Work item. Find every line in the records below that contains the word "tire", and copy each such line.

Records shown below:

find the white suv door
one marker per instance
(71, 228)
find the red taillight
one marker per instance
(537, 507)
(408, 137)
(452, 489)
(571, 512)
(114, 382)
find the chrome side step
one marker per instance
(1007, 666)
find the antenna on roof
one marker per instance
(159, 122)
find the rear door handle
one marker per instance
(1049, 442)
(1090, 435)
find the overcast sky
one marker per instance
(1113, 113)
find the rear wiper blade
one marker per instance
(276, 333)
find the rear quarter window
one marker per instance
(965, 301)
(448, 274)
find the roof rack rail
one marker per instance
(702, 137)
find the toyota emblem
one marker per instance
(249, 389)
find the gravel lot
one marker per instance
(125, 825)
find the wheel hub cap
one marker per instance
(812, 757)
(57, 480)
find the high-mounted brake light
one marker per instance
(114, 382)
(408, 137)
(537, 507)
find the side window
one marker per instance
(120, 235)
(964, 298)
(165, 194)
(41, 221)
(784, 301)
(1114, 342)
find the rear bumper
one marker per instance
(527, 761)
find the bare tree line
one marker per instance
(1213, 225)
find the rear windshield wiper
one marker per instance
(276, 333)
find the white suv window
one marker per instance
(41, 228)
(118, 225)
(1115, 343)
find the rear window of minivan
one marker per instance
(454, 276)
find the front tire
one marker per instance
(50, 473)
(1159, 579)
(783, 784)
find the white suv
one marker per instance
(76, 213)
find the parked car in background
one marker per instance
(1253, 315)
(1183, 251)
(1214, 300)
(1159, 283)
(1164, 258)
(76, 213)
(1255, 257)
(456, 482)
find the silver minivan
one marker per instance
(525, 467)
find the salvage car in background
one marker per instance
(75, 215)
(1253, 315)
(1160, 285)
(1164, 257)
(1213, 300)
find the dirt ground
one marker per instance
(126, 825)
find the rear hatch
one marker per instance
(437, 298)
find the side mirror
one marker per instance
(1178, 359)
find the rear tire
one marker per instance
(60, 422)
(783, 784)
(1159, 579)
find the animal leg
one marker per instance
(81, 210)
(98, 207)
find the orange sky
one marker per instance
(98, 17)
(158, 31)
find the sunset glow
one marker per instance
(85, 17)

End of Records shown.

Written response.
find the front tire
find the rear tire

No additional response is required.